> **Required work**
All the records that follow need to be reproduced exactly. Omit the images.

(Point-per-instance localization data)

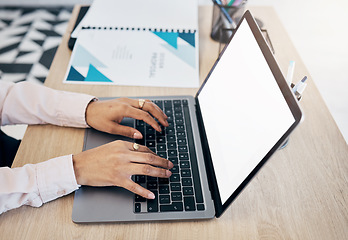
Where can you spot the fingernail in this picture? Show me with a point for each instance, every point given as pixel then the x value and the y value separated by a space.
pixel 151 196
pixel 168 173
pixel 137 135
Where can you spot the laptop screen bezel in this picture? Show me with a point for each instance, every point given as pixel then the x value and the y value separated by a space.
pixel 288 96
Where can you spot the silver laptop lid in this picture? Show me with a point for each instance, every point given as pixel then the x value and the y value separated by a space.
pixel 247 111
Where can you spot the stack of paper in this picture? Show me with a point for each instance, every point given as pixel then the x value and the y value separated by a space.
pixel 145 43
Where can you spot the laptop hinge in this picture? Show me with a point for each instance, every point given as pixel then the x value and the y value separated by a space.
pixel 208 161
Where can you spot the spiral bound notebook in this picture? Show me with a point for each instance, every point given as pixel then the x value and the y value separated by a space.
pixel 143 43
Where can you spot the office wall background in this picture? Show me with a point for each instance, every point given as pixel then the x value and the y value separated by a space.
pixel 319 32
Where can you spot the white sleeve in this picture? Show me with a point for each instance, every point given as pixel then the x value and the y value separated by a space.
pixel 35 184
pixel 30 103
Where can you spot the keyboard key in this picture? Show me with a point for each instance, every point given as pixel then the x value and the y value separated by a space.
pixel 171 145
pixel 162 154
pixel 178 115
pixel 159 103
pixel 172 153
pixel 182 142
pixel 175 206
pixel 189 203
pixel 168 111
pixel 171 138
pixel 184 164
pixel 185 173
pixel 162 181
pixel 137 207
pixel 177 102
pixel 188 191
pixel 174 160
pixel 140 179
pixel 152 149
pixel 150 137
pixel 161 139
pixel 181 135
pixel 180 128
pixel 179 121
pixel 167 103
pixel 170 130
pixel 150 144
pixel 164 199
pixel 175 187
pixel 186 181
pixel 175 169
pixel 183 156
pixel 151 179
pixel 164 189
pixel 176 196
pixel 138 198
pixel 152 204
pixel 177 109
pixel 182 148
pixel 162 147
pixel 152 185
pixel 175 178
pixel 200 207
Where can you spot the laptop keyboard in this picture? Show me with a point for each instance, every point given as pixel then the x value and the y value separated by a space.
pixel 182 191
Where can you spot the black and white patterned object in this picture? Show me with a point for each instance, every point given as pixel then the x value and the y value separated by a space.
pixel 29 38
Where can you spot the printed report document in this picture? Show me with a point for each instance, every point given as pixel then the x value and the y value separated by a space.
pixel 146 43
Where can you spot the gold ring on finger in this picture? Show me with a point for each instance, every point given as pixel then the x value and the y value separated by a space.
pixel 135 146
pixel 141 103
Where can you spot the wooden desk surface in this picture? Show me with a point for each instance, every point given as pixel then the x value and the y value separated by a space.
pixel 301 193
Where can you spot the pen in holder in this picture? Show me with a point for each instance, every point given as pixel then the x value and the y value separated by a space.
pixel 226 17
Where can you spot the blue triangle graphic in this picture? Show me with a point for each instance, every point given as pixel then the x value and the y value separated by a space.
pixel 94 75
pixel 170 37
pixel 189 38
pixel 186 53
pixel 83 58
pixel 74 75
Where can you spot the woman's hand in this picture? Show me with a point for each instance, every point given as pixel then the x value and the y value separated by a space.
pixel 114 164
pixel 107 115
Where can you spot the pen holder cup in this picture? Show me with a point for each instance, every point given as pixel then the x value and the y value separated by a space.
pixel 221 21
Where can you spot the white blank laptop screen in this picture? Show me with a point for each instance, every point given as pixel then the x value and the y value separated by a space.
pixel 243 110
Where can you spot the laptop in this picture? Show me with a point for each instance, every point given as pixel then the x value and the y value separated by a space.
pixel 218 140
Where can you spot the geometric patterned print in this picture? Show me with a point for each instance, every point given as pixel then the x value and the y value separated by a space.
pixel 29 38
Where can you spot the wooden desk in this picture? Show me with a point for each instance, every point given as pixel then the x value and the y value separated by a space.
pixel 301 193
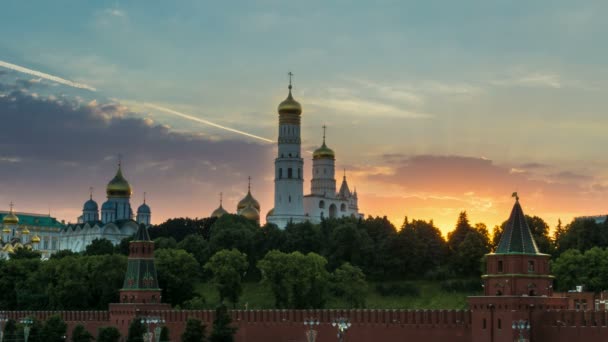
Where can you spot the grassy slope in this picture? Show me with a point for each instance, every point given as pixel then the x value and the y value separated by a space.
pixel 258 296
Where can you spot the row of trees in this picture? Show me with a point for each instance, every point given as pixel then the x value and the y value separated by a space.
pixel 54 329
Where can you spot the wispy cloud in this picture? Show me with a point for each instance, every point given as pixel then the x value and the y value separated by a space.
pixel 535 79
pixel 46 76
pixel 363 107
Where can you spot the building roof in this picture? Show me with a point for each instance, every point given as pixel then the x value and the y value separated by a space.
pixel 517 238
pixel 142 234
pixel 35 220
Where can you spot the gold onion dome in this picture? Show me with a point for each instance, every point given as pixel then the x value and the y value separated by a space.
pixel 248 200
pixel 119 186
pixel 251 213
pixel 290 105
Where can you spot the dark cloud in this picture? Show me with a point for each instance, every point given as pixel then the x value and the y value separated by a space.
pixel 52 149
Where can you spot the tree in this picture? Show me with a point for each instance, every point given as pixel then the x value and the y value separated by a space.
pixel 194 332
pixel 108 334
pixel 24 253
pixel 10 330
pixel 222 330
pixel 228 268
pixel 165 242
pixel 80 334
pixel 177 271
pixel 99 247
pixel 349 282
pixel 457 236
pixel 54 329
pixel 297 281
pixel 164 334
pixel 136 331
pixel 196 245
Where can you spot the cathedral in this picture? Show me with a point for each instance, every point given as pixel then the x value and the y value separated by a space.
pixel 45 234
pixel 115 221
pixel 290 203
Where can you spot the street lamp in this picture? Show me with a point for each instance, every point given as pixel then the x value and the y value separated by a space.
pixel 311 334
pixel 148 321
pixel 521 326
pixel 2 321
pixel 27 324
pixel 342 324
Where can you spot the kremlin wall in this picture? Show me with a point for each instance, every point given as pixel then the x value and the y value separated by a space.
pixel 517 287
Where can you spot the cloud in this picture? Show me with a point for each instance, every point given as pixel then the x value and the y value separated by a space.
pixel 40 74
pixel 535 79
pixel 58 147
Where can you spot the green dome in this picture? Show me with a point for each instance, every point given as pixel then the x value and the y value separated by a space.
pixel 324 152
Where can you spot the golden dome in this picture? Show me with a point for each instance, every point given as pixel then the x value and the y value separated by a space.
pixel 289 105
pixel 10 218
pixel 251 213
pixel 323 152
pixel 248 201
pixel 119 186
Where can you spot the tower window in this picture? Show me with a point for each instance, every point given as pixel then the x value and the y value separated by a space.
pixel 531 266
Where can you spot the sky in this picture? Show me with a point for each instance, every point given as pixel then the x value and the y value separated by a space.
pixel 432 107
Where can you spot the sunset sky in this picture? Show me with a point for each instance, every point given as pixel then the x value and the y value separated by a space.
pixel 432 107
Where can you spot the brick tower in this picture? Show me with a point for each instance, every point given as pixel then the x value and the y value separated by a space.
pixel 141 285
pixel 517 286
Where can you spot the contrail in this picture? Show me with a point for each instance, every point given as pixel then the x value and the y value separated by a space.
pixel 46 76
pixel 206 122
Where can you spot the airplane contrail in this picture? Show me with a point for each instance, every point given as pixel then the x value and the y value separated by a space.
pixel 206 122
pixel 56 79
pixel 151 105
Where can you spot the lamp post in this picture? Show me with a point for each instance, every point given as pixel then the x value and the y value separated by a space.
pixel 521 326
pixel 311 333
pixel 148 321
pixel 27 324
pixel 2 321
pixel 342 324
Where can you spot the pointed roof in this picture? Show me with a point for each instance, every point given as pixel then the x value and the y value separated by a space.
pixel 517 238
pixel 142 234
pixel 344 190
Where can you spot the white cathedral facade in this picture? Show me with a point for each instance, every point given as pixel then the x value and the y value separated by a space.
pixel 290 203
pixel 115 221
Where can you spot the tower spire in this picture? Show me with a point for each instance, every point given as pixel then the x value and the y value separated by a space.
pixel 324 129
pixel 290 74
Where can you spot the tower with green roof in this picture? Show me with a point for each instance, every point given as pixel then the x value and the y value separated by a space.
pixel 517 267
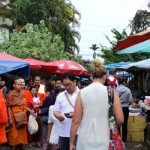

> **Solution below**
Where can you spot the fingernail in this picture? Show me with a point for each instance, every point given as pixel then the x value and the y value separated by a space.
pixel 151 196
pixel 168 173
pixel 137 135
Where can you spot the laptop screen bezel in this picture? Show me with a point for each instance, every point given as pixel then the x value and the y value separated by a space.
pixel 288 96
Where can you spot the silver laptop lid in this picture? Show me with a point for each instance, every point given as pixel then the x value and the y value separated by a space.
pixel 247 111
Where can you spot the stack of paper in this picture? Show me with a point for each instance, every point given as pixel then the x value and the y value separated by a space.
pixel 145 43
Where can you spot the laptop hinge in this picture? Show me with a point for each instance, every point given as pixel then the x value and the y value separated by a space.
pixel 208 161
Where can you spot the spiral bound notebook in this picture? Show me with a point for each instance, every point given as pixel then the x value and the y value separated by a space.
pixel 143 43
Where can you spot the office wall background in this picture? Show me with a point for each instance, every point given as pixel then the x value and the y value separated by a space.
pixel 319 32
Where can you spot the white sleeve in this picture? Show me with a point for each instance, every point given as pixel then the x value and the y value separated by a space.
pixel 35 184
pixel 30 103
Where can you spot the keyboard key in this picture? Show me with a point for each instance, every point given as pixel then the x value and the y value separated by a space.
pixel 171 145
pixel 162 154
pixel 178 115
pixel 159 103
pixel 172 153
pixel 182 142
pixel 175 206
pixel 189 203
pixel 168 111
pixel 171 138
pixel 184 164
pixel 185 173
pixel 162 181
pixel 137 207
pixel 177 102
pixel 188 191
pixel 174 160
pixel 140 179
pixel 152 149
pixel 150 137
pixel 161 139
pixel 181 135
pixel 180 128
pixel 179 121
pixel 167 103
pixel 170 130
pixel 150 144
pixel 164 199
pixel 175 187
pixel 186 181
pixel 175 169
pixel 183 156
pixel 151 179
pixel 164 189
pixel 176 196
pixel 138 198
pixel 152 204
pixel 177 109
pixel 182 148
pixel 162 147
pixel 152 185
pixel 175 178
pixel 200 207
Where can you spot the laptop keyboard in this picture? Show me with a point for each instance, every point given as pixel then the x value and the y value separated by a space.
pixel 182 191
Where can you spot the black and white patterned object in this picture? Show me with a point for each instance, every point given as pixel then the x value and the y value separated by a space.
pixel 29 38
Where can you spot the printed report document in this picture? Show me with a point for each instance, every point given as pixel then the x value and the y value separated by a space.
pixel 146 43
Where can you spot the gold ring on finger in this picture? Show me with a point for each instance, every point given as pixel then the x value and the y value separated by a space.
pixel 135 146
pixel 141 103
Where can you spot the wooden desk surface in this picture? Show me with a point for each instance, every point given as pixel then the x value and the y value separated by a space.
pixel 301 193
Where can you spot the pen in holder in this picture? Show me with a point for each instance, every point given as pixel then the x value and the y value separated by a space.
pixel 226 17
Where can you spot the blue triangle graphic in this picture? Show me with a point for each instance, every point given as pixel then the x value and the y value separated by a space.
pixel 94 75
pixel 170 37
pixel 189 38
pixel 186 53
pixel 83 58
pixel 74 75
Where can you spot the woman's hand in this picture? Show me with a point for each instance, every point given as pixel then the x value and the y value separated by a space.
pixel 114 164
pixel 107 115
Where can you spot the pen holder cup in this picture? Show me with a point for each instance, every point given as pixel then the x value and the y value separated by a space.
pixel 221 21
Where can you spot the white blank laptop screen in this picture? Show me with a point for each instance, every point given as pixel then the x value and the y value separated by a space.
pixel 243 110
Where can you spot the laptop in this picture? Show me with a point for each instance, every point given as pixel then the x value and the y value separated by a space.
pixel 218 140
Where can you spot the geometric patterned print in this picture? Show me with a point for each instance, every point given as pixel then the x value and the y value separated by a space.
pixel 29 38
Where can you spot the wooden desk in this picture? Show me with a point for each instance, every point given as pixel then the x value and the y value separated by a space.
pixel 301 193
Where can you spot the grassy slope in this picture? Show me with a point for each instance, every point given as pixel then the x value and the y value separated by a space.
pixel 258 296
Where can you spot the row of trees in this picture? Show me with a point for each instance, every point given as pixel then the x value and the y value separated by a space.
pixel 54 329
Where can you spot the wispy cloud in this picture? Show me with a point for each instance, every point given as pixel then the x value and the y value separated by a space.
pixel 535 79
pixel 46 76
pixel 363 107
Where can you spot the building roof in this picture? Show me with a point for each instance, every point given as pixel then the x value and the y value separated by a space.
pixel 517 238
pixel 142 234
pixel 35 220
Where can you spot the gold onion dome in this picture? Show me with a point for each instance, every point given as pixel then the x value and the y value separated by a space.
pixel 248 200
pixel 119 186
pixel 251 213
pixel 290 105
Where can you spot the dark cloud in this picture? Show me with a point for each instance, every point given as pixel then the x value and the y value separated by a space.
pixel 52 149
Where can you spot the tree in this picture? Show me with a point for each instance, every point given as pixel then the x value and the y value separated by a space.
pixel 194 332
pixel 108 334
pixel 24 253
pixel 10 330
pixel 222 330
pixel 228 268
pixel 165 242
pixel 80 334
pixel 177 271
pixel 99 247
pixel 349 282
pixel 457 236
pixel 54 329
pixel 297 281
pixel 164 334
pixel 136 331
pixel 196 245
Where can you spot the cathedral in this picture? Show me with a point for each instance, every point given as pixel then the x value and the y value separated by a space.
pixel 45 234
pixel 115 221
pixel 290 203
Where can you spot the street lamp in this picture? Show me with a point for each instance, every point given as pixel then the x value and the y value separated by a space.
pixel 311 334
pixel 148 321
pixel 521 326
pixel 2 321
pixel 27 324
pixel 342 324
Where can you spot the kremlin wall in this picture? Show me with a point for each instance, every point given as pixel then the x value and the y value separated by a space.
pixel 517 287
Where can you spot the cloud in this picture? Show me with a point for each instance, every point given as pixel then the x value and the y value separated by a space.
pixel 40 74
pixel 535 79
pixel 58 147
Where can you spot the green dome in this picture? Show me with a point for each instance, every point given as pixel then the x value and the y value separated by a space.
pixel 324 152
Where can you spot the golden dome in this picture? Show me with a point for each instance, every point given as pixel then the x value and the y value separated by a space.
pixel 289 105
pixel 10 218
pixel 251 213
pixel 323 152
pixel 248 201
pixel 119 186
Where can you spot the tower window in this picture? Show me with a point for each instance, every point given as pixel then the x value and the y value separated by a space.
pixel 531 266
Where can you spot the sky in this picture? Show me with a point for each instance, every point given as pixel then the x value and the y value separated by a space.
pixel 432 107
Where can you spot the sunset sky in this picture? Show me with a point for each instance, every point given as pixel then the x value and the y value separated by a space.
pixel 432 107
Where can you spot the brick tower in this picture? Show me with a point for each instance, every point given as pixel then the x value and the y value separated by a space.
pixel 141 285
pixel 517 286
Where can you spot the contrail in this picture? Show me with a point for each instance, every point given as pixel then the x value and the y value separated by a space.
pixel 46 76
pixel 206 122
Where can you spot the airplane contrail in this picture? Show me with a point for each instance, every point given as pixel then the x value and the y value separated by a space.
pixel 206 122
pixel 56 79
pixel 151 105
Where can you spot the lamp post in this picture? Show me with a point for each instance, every point given as pixel then the x value and the y value separated by a space.
pixel 521 326
pixel 311 333
pixel 148 321
pixel 27 324
pixel 2 321
pixel 342 324
Where can you spot the pointed roof in this picture? Show me with a point for each instance, every point given as pixel then the x value and the y value separated by a space.
pixel 517 238
pixel 142 234
pixel 344 190
Where can you spot the white cathedral facade in this picture? Show me with a point for each instance, every point given as pixel then the x value and the y value separated by a space.
pixel 290 203
pixel 115 221
Where can you spot the tower spire in this picture? Show me with a point for each instance, every point given as pixel then the x value and the y value separated by a space.
pixel 324 129
pixel 290 74
Where can you spot the tower with green roof in this picture? Show me with a point for each instance, every point given as pixel then the x value and the y value separated by a space.
pixel 517 267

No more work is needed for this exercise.